■ Task to carry out: Could you format everything from the line containing "subject: dark jacket" down through the end of the material as a Markdown table with the columns Row and Line, giving each line its row number and leaving out blank lines?

■ Record excerpts:
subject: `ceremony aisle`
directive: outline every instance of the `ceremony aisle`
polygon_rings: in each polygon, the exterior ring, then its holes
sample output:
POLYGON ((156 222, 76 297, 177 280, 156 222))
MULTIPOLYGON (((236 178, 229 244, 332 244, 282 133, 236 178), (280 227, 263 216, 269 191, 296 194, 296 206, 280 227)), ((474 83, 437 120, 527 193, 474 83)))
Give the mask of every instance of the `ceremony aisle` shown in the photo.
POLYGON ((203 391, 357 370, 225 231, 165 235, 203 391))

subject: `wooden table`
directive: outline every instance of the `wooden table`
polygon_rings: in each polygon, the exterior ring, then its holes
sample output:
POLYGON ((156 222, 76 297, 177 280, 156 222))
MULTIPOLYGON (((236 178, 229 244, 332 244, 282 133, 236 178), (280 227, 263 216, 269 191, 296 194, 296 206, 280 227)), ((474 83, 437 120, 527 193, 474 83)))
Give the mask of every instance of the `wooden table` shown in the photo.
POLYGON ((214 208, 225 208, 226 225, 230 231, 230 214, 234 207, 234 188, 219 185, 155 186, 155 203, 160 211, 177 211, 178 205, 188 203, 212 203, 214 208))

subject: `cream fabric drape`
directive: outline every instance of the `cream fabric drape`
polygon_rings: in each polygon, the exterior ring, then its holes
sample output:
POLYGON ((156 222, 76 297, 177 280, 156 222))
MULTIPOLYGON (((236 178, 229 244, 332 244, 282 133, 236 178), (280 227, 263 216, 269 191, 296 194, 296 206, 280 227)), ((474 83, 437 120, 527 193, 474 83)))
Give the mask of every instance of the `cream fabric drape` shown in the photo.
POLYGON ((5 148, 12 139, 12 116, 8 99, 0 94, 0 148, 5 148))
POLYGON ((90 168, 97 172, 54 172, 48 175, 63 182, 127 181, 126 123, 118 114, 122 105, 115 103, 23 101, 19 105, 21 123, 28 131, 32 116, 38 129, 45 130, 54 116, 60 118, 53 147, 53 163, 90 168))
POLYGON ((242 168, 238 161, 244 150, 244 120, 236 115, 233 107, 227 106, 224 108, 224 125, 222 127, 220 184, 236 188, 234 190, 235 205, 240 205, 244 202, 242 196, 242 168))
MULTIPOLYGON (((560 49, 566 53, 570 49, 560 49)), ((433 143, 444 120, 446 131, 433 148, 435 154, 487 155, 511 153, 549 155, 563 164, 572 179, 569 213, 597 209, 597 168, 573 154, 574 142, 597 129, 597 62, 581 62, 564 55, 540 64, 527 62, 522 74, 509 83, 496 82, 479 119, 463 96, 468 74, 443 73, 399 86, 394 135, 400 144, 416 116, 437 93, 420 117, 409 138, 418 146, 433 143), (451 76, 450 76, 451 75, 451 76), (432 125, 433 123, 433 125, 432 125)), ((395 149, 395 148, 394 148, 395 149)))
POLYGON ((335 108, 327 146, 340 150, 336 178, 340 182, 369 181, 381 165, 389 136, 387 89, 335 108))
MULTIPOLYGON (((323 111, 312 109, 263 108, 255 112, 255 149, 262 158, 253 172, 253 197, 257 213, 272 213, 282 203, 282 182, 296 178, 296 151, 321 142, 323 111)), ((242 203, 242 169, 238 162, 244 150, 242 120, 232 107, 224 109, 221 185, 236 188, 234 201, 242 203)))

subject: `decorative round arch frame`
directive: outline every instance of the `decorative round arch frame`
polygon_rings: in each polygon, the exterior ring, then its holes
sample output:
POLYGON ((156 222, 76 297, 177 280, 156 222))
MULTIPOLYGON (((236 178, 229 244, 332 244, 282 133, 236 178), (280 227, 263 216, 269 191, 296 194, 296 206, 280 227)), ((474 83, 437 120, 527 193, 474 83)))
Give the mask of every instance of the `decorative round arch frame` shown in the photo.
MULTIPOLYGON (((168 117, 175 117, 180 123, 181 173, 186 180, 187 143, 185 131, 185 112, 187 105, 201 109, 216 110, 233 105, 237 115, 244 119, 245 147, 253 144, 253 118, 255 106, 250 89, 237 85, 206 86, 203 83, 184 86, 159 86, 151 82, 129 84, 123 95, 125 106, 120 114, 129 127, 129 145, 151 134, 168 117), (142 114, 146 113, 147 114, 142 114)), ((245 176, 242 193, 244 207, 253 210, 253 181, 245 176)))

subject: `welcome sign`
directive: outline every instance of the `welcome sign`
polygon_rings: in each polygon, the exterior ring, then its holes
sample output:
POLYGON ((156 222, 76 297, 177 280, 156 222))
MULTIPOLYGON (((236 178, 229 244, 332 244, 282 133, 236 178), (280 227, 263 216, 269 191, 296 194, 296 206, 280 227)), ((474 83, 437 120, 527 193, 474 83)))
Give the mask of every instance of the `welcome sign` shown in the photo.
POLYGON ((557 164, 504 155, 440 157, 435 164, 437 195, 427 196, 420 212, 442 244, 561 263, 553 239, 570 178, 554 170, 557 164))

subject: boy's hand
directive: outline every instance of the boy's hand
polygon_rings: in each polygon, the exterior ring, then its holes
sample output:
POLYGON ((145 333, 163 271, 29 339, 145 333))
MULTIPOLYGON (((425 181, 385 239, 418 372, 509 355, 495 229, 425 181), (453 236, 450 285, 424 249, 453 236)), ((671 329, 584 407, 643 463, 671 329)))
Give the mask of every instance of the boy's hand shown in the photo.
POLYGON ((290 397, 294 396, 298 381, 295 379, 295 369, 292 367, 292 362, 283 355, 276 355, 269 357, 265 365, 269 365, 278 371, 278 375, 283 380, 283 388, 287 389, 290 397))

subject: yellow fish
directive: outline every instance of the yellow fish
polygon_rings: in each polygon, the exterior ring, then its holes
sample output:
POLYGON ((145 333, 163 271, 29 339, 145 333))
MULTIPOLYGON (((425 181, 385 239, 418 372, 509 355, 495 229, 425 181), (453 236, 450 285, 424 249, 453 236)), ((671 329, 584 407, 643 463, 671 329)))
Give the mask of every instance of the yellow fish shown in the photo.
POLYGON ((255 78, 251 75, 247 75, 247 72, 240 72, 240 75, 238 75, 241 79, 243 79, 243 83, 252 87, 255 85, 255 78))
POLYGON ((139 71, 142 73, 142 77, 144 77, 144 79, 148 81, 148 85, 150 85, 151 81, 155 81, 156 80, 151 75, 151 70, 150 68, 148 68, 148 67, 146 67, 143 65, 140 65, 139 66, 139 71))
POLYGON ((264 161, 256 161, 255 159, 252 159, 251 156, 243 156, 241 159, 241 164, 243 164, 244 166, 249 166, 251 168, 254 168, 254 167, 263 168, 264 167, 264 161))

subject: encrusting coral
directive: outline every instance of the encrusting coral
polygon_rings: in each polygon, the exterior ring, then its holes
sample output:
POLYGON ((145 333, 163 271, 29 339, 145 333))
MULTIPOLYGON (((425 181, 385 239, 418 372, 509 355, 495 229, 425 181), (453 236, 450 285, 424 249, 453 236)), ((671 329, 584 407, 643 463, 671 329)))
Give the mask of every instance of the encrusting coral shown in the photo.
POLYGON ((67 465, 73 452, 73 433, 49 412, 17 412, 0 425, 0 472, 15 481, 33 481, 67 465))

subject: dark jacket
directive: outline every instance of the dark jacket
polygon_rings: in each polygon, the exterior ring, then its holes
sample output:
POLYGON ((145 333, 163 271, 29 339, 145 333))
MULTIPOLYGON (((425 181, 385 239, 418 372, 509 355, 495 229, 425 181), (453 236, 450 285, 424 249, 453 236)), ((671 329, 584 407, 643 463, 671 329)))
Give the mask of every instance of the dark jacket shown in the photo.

■ Full solution:
| Row | Line |
|---|---|
| 1 | subject: dark jacket |
| 2 | directive: outline every instance of the dark jacket |
| 3 | polygon_rings: in each polygon, the exterior ring, then its holes |
| 4 | sample output: |
| 5 | POLYGON ((145 333, 163 271, 29 339, 145 333)) |
| 6 | MULTIPOLYGON (((425 181, 385 239, 418 372, 509 355, 495 229, 425 181), (453 236, 450 285, 424 249, 453 236)), ((671 329, 584 407, 643 463, 671 329))) |
| 7 | Give the mask of every instance of the dark jacket shown in the photo. |